» REQUEST
Render everything from the line containing "target: rock outcrop" down to the end of the items as a Markdown table with the columns Row and Line, skipping blank lines.

» INPUT FOR THIS TASK
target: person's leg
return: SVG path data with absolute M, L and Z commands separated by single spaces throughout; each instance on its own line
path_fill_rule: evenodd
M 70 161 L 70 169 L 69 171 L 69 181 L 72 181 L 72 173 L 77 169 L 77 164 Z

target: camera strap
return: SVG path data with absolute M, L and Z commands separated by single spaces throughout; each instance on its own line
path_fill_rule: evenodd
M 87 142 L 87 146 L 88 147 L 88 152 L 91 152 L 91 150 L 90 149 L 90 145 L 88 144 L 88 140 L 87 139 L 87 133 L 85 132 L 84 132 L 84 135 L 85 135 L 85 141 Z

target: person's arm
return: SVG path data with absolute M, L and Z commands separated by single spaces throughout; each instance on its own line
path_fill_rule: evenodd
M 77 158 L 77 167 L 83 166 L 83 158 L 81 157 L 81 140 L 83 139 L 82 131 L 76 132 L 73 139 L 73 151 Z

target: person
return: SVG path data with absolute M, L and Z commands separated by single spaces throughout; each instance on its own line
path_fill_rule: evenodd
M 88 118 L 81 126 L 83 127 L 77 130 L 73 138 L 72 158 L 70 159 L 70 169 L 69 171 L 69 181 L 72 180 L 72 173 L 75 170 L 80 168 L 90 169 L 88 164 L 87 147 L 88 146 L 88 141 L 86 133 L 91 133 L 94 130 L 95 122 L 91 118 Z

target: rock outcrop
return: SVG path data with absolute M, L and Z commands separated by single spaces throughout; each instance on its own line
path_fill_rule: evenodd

» PROBLEM SOLUTION
| Row | Line |
|---|---|
| 1 | target: rock outcrop |
| 2 | return: SVG path data with absolute M, L and Z commands separated by single spaces throughout; each instance on its own line |
| 3 | path_fill_rule: evenodd |